本文:
○ ○ ○ ○
西加奈子(2016年/ポプラ社)
先だって色々と本作品にまつわる西さんのインタビューや番組を見ていたのである程度筋書きは知っていたのですが、やはり骨太な内容でした。
「サラバ!」でも「自分より生活レベルの低い人たちへの憐憫に自己嫌悪する」主人公がいましたが、本作ではそれに加えて「死んでいった人たちに対する罪悪感」を抱えて苦しむ主人公アイ。彼女がリストカットするようにその死者の数をノートに書き留めるのは実際起こった世界中のテロや災害、大事故です。思わず小説から目を背けたくなります。
そして「3.11」。やっと(?)自分にも降りかかった大災害に対して、その場に残るという自分の選択にさえ彼女は嫌悪を覚えてしまうんですね。「それで被害者の苦しみが分かったつもりか」と。ここまでくると本当にシンドイ。
○ ○ ○ ○
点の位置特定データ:

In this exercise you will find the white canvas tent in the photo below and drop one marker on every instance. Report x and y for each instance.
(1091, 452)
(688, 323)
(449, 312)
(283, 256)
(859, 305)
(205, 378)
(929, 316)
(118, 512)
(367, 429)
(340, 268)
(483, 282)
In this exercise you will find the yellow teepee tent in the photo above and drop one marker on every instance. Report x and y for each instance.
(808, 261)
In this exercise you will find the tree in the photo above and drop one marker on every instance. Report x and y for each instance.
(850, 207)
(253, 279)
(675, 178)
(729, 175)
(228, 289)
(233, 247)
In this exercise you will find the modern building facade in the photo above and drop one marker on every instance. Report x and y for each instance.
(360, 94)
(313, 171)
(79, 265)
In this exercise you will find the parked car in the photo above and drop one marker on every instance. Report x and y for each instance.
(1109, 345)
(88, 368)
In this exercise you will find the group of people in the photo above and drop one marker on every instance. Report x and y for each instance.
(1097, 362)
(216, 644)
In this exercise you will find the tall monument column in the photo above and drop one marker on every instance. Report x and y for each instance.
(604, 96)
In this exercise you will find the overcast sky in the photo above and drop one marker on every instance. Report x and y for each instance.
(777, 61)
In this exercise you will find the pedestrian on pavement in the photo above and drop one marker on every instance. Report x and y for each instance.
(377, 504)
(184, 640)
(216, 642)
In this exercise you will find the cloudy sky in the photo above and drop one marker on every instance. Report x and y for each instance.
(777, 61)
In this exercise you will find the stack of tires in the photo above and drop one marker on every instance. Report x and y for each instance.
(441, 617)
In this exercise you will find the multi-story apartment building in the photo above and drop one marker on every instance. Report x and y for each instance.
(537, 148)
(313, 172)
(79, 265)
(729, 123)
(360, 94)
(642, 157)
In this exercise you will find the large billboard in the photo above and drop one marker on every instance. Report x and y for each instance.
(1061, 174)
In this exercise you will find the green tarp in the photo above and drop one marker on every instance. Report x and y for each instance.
○ ○ ○ ○
課題の条件: 本文から「先だって色々と本作品にまつわ」以降「説から目を背けたくなります。」までのすべてを書き写すこと。 これらの資料は本文とは別個のものである。

完成した課題:
先だって色々と本作品にまつわる西さんのインタビューや番組を見ていたのである程度筋書きは知っていたのですが、やはり骨太な内容でした。
「サラバ!」でも「自分より生活レベルの低い人たちへの憐憫に自己嫌悪する」主人公がいましたが、本作ではそれに加えて「死んでいった人たちに対する罪悪感」を抱えて苦しむ主人公アイ。彼女がリストカットするようにその死者の数をノートに書き留めるのは実際起こった世界中のテロや災害、大事故です。思わず小説から目を背けたくなります。